Exercise requirements
Retype the items below word for word, from the very start through the line that contains "box: [647, 362, 708, 481]", inclusive.

Data to use
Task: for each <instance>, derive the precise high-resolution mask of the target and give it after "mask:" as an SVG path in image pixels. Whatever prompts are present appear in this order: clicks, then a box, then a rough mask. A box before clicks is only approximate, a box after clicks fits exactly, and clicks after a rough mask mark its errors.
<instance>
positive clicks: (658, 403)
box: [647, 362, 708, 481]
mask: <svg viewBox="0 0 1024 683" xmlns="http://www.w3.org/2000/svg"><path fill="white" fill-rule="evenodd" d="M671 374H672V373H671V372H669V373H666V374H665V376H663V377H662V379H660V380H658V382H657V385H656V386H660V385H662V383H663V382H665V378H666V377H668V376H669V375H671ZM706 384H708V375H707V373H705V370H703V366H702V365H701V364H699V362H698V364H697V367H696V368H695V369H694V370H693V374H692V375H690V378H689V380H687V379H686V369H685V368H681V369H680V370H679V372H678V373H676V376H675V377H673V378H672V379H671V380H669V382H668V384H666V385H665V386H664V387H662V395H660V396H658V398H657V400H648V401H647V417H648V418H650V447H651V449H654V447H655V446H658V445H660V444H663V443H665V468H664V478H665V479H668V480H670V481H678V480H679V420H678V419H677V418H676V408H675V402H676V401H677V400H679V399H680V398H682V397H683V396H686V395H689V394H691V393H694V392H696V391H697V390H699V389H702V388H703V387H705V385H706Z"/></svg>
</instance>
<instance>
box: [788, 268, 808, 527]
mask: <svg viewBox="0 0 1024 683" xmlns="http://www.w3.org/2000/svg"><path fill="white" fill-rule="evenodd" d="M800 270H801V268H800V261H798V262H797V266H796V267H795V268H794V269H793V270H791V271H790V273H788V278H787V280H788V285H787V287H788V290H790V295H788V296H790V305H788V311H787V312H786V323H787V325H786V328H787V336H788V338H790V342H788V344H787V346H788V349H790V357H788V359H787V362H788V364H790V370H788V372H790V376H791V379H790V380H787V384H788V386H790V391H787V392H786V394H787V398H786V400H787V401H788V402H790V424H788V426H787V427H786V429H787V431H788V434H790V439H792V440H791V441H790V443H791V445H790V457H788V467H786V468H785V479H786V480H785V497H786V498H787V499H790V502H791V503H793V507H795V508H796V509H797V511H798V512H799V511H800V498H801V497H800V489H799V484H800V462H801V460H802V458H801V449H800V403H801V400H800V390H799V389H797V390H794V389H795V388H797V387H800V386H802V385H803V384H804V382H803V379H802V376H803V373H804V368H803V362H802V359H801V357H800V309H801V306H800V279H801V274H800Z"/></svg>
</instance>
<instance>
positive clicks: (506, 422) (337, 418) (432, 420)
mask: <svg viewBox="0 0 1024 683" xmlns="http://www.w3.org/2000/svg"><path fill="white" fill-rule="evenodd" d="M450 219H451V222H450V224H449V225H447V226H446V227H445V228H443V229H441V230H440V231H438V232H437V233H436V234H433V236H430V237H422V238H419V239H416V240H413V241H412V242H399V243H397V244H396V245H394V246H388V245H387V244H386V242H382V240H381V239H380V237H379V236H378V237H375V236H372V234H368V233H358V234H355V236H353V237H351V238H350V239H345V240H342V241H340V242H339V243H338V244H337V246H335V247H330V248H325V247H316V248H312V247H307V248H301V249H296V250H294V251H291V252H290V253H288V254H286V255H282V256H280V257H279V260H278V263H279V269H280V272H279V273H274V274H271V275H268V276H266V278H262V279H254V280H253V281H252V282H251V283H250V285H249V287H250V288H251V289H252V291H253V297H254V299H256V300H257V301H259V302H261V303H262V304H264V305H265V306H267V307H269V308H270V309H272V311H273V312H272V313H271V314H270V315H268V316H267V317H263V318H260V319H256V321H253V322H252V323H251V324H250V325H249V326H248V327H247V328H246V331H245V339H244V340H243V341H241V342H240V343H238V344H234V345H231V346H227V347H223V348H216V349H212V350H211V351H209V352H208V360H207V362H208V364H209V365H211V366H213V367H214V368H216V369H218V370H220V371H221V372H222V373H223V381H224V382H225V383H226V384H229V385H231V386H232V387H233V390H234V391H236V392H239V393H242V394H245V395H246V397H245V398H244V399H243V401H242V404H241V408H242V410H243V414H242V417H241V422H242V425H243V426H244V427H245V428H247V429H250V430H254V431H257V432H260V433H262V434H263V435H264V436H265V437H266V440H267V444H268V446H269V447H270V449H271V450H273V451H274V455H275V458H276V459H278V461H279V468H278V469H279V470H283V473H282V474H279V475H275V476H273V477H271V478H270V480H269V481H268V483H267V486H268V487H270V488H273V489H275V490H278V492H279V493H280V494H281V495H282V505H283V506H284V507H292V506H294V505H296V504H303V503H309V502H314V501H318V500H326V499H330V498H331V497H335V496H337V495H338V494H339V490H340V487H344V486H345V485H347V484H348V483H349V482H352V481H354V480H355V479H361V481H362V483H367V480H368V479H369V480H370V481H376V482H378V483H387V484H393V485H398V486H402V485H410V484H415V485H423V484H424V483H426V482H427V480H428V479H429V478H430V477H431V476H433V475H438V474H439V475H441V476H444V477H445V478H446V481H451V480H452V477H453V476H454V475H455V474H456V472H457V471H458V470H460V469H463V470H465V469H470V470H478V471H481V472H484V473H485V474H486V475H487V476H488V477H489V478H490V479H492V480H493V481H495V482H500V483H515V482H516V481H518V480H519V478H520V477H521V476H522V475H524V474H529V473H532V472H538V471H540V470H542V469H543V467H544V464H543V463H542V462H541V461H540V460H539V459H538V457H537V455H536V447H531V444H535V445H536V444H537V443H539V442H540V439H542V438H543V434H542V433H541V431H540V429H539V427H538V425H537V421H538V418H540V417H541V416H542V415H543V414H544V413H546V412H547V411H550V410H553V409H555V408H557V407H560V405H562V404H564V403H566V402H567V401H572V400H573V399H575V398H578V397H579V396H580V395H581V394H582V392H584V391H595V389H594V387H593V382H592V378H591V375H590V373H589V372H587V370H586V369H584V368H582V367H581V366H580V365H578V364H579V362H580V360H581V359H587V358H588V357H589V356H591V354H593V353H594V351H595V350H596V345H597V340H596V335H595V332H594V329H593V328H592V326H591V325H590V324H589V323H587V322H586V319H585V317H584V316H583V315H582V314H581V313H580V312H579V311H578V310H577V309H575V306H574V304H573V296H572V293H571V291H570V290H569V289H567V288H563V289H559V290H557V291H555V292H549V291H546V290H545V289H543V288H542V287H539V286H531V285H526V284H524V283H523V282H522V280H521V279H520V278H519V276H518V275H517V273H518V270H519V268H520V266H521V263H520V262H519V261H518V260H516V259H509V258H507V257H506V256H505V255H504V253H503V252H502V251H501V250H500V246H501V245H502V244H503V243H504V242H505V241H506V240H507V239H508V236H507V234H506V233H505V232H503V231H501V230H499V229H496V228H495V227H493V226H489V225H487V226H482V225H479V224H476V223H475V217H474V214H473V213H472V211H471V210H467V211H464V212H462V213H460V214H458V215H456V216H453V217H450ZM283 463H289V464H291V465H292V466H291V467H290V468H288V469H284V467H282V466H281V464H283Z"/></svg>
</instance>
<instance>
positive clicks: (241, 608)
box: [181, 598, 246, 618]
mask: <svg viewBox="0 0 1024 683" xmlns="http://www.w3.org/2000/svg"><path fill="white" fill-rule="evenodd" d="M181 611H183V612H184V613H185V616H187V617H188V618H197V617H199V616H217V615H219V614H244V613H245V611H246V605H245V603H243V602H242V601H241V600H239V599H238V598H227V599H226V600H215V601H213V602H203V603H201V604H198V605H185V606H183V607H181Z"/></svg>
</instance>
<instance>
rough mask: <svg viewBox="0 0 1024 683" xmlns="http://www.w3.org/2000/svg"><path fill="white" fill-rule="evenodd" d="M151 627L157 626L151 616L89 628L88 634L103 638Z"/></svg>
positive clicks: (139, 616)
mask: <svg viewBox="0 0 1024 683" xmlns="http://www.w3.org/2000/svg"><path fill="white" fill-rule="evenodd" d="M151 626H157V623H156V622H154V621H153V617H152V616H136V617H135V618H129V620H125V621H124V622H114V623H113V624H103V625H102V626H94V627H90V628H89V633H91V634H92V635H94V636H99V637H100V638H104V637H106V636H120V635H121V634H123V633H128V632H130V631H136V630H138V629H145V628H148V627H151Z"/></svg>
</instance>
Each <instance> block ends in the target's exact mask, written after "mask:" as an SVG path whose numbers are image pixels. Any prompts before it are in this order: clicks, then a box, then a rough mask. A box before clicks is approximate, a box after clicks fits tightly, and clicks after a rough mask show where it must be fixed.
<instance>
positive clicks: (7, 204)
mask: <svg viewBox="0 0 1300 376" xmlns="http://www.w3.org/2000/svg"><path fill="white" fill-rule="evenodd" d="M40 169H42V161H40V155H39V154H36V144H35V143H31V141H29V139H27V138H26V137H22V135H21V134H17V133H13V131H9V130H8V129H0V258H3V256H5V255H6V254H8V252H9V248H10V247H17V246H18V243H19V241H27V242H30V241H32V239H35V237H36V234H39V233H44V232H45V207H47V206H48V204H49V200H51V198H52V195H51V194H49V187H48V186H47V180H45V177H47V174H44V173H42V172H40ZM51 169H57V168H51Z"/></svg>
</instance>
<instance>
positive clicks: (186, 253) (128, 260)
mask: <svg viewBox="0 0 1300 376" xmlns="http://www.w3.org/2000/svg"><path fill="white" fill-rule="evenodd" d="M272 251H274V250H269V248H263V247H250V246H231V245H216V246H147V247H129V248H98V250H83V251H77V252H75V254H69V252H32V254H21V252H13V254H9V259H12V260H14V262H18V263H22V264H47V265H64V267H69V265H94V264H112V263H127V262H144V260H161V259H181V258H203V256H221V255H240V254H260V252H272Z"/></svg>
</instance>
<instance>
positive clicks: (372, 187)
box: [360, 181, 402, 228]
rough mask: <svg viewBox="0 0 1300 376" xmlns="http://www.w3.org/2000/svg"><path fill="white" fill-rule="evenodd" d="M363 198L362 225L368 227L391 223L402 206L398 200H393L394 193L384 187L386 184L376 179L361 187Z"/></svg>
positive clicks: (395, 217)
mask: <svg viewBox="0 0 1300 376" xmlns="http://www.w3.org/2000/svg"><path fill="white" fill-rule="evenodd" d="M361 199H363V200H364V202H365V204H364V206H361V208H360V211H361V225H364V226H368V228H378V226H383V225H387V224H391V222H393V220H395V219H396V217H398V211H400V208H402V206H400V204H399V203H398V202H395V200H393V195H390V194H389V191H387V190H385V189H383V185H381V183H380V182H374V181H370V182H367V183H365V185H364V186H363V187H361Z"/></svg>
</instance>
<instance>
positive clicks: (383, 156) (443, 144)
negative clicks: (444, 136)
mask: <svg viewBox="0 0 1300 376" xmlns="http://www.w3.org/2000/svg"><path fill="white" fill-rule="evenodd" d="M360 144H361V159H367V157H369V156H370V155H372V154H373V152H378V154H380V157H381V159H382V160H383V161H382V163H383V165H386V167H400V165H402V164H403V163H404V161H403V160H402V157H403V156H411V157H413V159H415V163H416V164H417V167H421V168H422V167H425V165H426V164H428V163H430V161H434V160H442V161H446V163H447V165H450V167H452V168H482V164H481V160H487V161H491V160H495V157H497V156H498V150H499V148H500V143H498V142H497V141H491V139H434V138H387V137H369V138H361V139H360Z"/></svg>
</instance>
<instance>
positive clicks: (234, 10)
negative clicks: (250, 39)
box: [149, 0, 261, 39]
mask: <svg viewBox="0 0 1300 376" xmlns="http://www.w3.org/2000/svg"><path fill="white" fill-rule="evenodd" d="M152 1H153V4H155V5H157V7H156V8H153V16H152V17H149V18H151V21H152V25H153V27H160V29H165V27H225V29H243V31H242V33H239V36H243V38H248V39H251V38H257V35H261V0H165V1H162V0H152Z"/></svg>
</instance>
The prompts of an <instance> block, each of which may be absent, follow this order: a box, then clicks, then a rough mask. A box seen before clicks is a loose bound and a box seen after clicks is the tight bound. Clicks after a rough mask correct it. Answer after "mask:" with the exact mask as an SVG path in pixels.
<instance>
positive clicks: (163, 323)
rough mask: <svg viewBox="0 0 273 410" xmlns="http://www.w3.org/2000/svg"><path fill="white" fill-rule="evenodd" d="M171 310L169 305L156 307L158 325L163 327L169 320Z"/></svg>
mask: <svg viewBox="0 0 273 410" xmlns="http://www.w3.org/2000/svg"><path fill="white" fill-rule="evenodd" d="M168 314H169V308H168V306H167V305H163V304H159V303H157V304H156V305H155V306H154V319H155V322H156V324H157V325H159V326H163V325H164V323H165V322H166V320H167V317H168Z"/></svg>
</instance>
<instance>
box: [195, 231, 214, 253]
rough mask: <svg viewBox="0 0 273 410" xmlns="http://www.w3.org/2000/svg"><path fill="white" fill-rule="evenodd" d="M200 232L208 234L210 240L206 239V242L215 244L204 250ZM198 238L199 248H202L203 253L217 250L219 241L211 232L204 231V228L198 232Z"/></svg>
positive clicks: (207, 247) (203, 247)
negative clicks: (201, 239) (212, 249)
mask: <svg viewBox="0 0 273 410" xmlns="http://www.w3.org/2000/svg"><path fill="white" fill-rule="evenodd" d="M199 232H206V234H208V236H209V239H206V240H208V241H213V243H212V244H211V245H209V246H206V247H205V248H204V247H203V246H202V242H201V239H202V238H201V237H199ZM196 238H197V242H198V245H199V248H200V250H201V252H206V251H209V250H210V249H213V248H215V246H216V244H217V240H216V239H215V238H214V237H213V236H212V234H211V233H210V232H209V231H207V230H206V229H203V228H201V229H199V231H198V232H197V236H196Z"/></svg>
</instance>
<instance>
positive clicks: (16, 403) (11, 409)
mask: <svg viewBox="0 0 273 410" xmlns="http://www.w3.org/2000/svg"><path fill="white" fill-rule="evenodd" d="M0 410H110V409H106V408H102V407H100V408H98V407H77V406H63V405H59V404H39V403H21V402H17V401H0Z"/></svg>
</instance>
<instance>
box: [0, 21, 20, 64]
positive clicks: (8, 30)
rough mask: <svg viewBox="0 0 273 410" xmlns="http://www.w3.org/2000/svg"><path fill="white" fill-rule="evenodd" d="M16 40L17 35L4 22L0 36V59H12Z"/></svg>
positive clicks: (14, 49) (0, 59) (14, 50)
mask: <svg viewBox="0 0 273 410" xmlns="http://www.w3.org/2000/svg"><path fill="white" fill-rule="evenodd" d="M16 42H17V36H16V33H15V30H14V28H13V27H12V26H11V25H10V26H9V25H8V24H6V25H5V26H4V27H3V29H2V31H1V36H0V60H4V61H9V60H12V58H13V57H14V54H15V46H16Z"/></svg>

Written solution
Task: for each <instance>, derive the precise high-resolution mask of the target and give it after "mask:" as an SVG path in image pixels. Whatever prompts are present appear in this order: clicks, then a box, then a rough mask. A box before clicks is only approximate, a box after clicks fits exactly, and clicks after a rough mask mark its errors.
<instance>
positive clicks: (658, 403)
box: [647, 362, 708, 481]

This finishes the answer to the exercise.